In addition to all the reasons for not using the plastic bag is that many of the bags we use are not food grade which means we should not put our food into it as it contaminates our food. There are various types of plastic bags and at present we see a wave of non woven PP(polypropelene) bags in the Darjeeling Hills. The non woven PP bag looks like cloth but do note that this is also plastic and has the same harmful effects. Most people are under the impression that non woven PP bags are made of cloth and manufacturers are also pushing this idea and claiming it disintegrates easily and is eco-friendly and it does not clog drains as it is porous. To the contrary it is worse as it tears up more quickly than ordinary plastic bags so recovery is more difficult.

So all it requires of us is to say NO. No to plastic bags and use alternatives like jute bags, cloth bags, paper bags, milk cans which we used to use just a few years ago. Just this action means that our lives and the lives of the future generations are lived in fullness. It also means that a multitude of living beings in the rivers, seas and oceans have a healthy environment.

Dataset rows:
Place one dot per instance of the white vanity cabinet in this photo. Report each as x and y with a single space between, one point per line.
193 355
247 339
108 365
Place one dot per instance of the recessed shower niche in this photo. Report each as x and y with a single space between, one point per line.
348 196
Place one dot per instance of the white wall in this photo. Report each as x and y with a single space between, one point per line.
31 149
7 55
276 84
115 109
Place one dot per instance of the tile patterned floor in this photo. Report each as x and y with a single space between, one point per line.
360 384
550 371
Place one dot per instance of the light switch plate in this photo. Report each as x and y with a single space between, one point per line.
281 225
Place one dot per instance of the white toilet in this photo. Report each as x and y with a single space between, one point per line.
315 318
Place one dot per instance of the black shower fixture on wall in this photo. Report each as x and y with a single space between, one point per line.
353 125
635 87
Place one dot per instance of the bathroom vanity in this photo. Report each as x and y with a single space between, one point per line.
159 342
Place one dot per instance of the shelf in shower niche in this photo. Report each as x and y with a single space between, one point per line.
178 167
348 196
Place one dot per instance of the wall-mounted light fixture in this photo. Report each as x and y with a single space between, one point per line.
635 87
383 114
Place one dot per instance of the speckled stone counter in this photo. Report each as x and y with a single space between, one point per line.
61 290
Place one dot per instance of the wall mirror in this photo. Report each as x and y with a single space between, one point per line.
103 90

• [STATED PROBLEM 1] In the text on plastic bags, what kind of bag is now appearing in a wave in the Darjeeling Hills?
• [STATED PROBLEM 2] Write the next part of the text on plastic bags, picking up after its final sentence.

• [EXERCISE RESULT 1] Non woven PP bags.

• [EXERCISE RESULT 2]
Now one might wonder why this fixation on plastic bags. Thin film plastic bags are the least needed product in our lives. For such a thin and light product the environmental damage is tremendous. True one does talk of recycling but where is the recycling chain? Recycling also takes energy which means pollution. Incidentally,  recycling does not give us the same quality product but it downcycles it into an inferior product. Also as it is thin and lightweight it takes ages before we reach a point where it makes sense for kabadiwalas to recover it.

So all we need to say is No to Plastic Bags and also tell others about it too in order our lives and the lives of our children become safer.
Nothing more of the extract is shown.